→ GIVEN EXERCISE: Turn every line of all the items below into a JSON list of strings, one string per line, and leave out any blank lines.

Excerpts from a dataset on pointing to objects:
■ ■ ■ ■ ■ ■ ■
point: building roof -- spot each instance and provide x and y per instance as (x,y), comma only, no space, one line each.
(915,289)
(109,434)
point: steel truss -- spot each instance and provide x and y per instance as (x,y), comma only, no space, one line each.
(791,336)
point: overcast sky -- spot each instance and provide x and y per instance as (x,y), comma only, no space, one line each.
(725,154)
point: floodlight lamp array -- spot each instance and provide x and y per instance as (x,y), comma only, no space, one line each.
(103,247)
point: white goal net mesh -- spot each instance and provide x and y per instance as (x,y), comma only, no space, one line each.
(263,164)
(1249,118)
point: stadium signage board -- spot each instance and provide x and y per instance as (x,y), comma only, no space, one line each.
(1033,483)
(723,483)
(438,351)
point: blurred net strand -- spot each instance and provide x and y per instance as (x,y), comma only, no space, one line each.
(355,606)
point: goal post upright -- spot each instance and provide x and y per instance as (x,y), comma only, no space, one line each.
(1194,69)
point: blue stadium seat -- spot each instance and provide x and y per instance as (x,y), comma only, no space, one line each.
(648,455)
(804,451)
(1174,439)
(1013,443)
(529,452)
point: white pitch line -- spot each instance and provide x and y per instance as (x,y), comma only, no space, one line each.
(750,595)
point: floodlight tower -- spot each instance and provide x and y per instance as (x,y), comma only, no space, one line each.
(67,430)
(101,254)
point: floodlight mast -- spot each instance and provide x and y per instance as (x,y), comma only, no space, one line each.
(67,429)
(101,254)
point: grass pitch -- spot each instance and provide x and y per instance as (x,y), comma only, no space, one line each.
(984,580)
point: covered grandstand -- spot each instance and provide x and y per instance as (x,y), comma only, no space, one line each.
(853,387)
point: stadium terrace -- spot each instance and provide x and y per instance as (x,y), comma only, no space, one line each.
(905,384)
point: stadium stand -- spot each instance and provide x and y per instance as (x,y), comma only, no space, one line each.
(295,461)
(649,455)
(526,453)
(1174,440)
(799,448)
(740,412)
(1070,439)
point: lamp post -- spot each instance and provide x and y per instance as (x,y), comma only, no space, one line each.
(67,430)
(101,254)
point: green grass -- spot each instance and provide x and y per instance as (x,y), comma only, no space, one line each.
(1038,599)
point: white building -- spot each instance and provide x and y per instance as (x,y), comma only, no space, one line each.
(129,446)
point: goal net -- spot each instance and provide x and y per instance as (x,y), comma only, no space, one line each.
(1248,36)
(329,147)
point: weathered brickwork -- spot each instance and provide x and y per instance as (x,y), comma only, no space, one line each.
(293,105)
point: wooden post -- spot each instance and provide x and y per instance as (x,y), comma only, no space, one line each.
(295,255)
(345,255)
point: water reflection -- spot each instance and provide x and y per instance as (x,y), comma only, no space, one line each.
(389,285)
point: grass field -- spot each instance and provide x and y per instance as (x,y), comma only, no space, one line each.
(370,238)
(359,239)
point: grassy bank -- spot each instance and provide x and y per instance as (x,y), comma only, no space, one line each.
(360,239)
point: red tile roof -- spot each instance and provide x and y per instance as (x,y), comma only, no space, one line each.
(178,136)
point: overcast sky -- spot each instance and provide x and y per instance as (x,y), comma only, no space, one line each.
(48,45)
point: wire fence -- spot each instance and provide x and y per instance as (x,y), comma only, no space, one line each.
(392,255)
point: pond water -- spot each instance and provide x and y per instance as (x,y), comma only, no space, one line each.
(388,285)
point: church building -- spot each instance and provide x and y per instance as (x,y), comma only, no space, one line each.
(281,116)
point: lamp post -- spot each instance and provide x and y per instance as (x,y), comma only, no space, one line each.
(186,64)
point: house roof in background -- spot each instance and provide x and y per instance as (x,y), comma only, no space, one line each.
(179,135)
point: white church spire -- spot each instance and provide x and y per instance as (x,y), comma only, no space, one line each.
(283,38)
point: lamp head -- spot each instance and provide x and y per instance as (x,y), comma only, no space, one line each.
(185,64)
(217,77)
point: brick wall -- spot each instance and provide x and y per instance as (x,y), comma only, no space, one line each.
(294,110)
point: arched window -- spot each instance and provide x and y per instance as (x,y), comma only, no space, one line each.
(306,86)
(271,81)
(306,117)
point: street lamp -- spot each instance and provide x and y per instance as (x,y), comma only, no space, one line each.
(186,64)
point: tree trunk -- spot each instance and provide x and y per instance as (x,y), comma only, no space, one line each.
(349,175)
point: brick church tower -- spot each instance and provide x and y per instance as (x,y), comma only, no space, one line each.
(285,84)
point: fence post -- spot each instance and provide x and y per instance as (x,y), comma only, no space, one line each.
■ ■ ■ ■ ■ ■ ■
→ FINISHED EXERCISE:
[
  "point: building roof -- spot each instance and provide x and y per instance as (x,y), comma only, no space, one line each.",
  "(915,289)",
  "(109,434)",
  "point: steel truss -- spot each instance and provide x and y per instance as (x,y), comma only, no space, one line each.",
  "(791,336)",
  "point: overcast sky -- spot each instance and provide x and y per instance as (x,y), comma only, no space, one line each.",
  "(725,154)",
  "point: floodlight lamp array -- spot each instance and provide x and y per instance as (x,y), comma only, no space, one line each.",
  "(103,247)",
  "point: white goal net mesh -- spot each instance and provide x and y per instance as (x,y), comma only, no space, one line each.",
  "(263,164)",
  "(1249,118)",
  "point: stadium signage board -- spot each instance and provide x and y per instance as (x,y), comma only, no space, one line each.",
  "(1033,483)",
  "(723,483)",
  "(438,351)",
  "point: blurred net strand -- spot each instance and provide x and y per instance as (x,y), comma only, no space, one line each.",
  "(355,606)",
  "point: goal post upright -- spot each instance and provide x and y per instance as (x,y), comma only, no space, one line each.",
  "(1194,69)",
  "point: blue stadium seat -- spot each instance and provide x and y per instance as (x,y), comma only, no space, one line each.",
  "(648,455)",
  "(804,451)",
  "(1174,439)",
  "(1013,443)",
  "(529,452)",
  "point: white pitch line -- spot each instance and provide x and y per instance as (x,y), comma only, no space, one line each.",
  "(750,595)",
  "point: floodlight tower -- spot each instance and provide x and y per instance as (x,y), comma only, no space, one line each.",
  "(67,430)",
  "(101,254)",
  "point: floodlight mast -- spot each instance and provide x and y per instance as (x,y), comma only, no space, one line each.",
  "(67,429)",
  "(101,254)",
  "point: grass pitch -- spot each instance and provide x and y per instance as (x,y), comma only, no space, one line each.",
  "(984,580)",
  "point: covered grandstand -- spot each instance and provide x and y per instance as (x,y), comma only, no space, one line each.",
  "(853,387)",
  "point: stadium terrace -- spot each instance and provide x and y per instance as (x,y), comma only, no space, one line each.",
  "(905,384)",
  "point: stadium stand -- spot each instance and provide x and y per instance as (x,y), comma only, no space, one line each.",
  "(295,461)",
  "(649,455)",
  "(526,453)",
  "(1174,440)",
  "(799,448)",
  "(740,412)",
  "(1070,439)",
  "point: lamp post -- spot each instance and provide x and y per instance as (x,y), comma only, no space, one line each.",
  "(67,430)",
  "(101,254)",
  "point: green grass -- spot each instance and provide x and y per instance as (x,y), comma only, no space, one line each.",
  "(1038,599)",
  "point: white building -- spot each instance and provide x and y per instance as (x,y), comma only, no space, one line each.",
  "(129,446)",
  "point: goal net -- spot each instance and provide x and y per instance as (x,y), comma only, no space, one line each.",
  "(1248,36)",
  "(329,147)",
  "point: weathered brickwork -- spot each instance and provide x and y per instance as (x,y), comma only, no space, one line each.",
  "(293,105)",
  "point: wooden post -- spot each instance and provide x and y per instance as (x,y), comma only, no space, one line each.",
  "(295,255)",
  "(345,255)",
  "point: water reflection -- spot each instance and provide x and y per instance as (x,y), comma only, no space, one line each.",
  "(389,285)",
  "point: grass field -- spot each instance and provide x and y per instance as (x,y), comma only, no space, one line each.",
  "(370,238)",
  "(359,239)",
  "point: grassy bank -- spot each instance and provide x and y per instance as (x,y), comma only, no space, one line each.",
  "(360,239)",
  "point: red tile roof -- spot each instance and provide x and y per instance as (x,y), comma only, no space, one line each.",
  "(178,136)",
  "point: overcast sky -- spot each instance and provide x and y per instance as (x,y), comma only, no space, one line each.",
  "(48,45)",
  "point: wire fence -- spot each instance and provide x and y per instance as (x,y), comma only, no space, one line each.",
  "(392,255)",
  "point: pond water -- spot each instance and provide x and y per instance as (x,y), comma only, no space, one line each.",
  "(388,285)",
  "point: church building -- spot each instance and provide x and y per instance as (x,y), comma only, no space, one line each.",
  "(281,116)",
  "point: lamp post -- spot each instance and provide x and y per instance as (x,y), comma only, no space, one line each.",
  "(186,64)",
  "point: house roof in background -- spot each instance and provide x and y per instance as (x,y), comma only, no space, one line each.",
  "(179,135)",
  "point: white church spire -- spot each instance and provide x and y per instance as (x,y), comma only, no space, one line each.",
  "(283,38)",
  "point: lamp head -- spot each instance and provide x and y per instance as (x,y), comma only, no space, one line each.",
  "(185,64)",
  "(217,77)",
  "point: brick wall -- spot each instance and provide x and y per instance as (x,y), comma only, no space, one line each.",
  "(294,110)",
  "point: arched window -- spot each instance and provide x and y per instance as (x,y), comma only, no space, one line each.",
  "(306,86)",
  "(271,81)",
  "(306,117)",
  "point: street lamp -- spot each instance and provide x and y per instance as (x,y), comma only, no space, one line each.",
  "(186,64)",
  "point: tree trunk -- spot each instance and provide x and y per instance as (x,y), comma only, no space, one line each.",
  "(349,175)",
  "point: brick church tower -- spot each instance and provide x and y per instance as (x,y), comma only, no space, one line each.",
  "(285,84)",
  "point: fence post -- spot each instance and provide x and y per instance as (x,y), comma only, no space, one line each."
]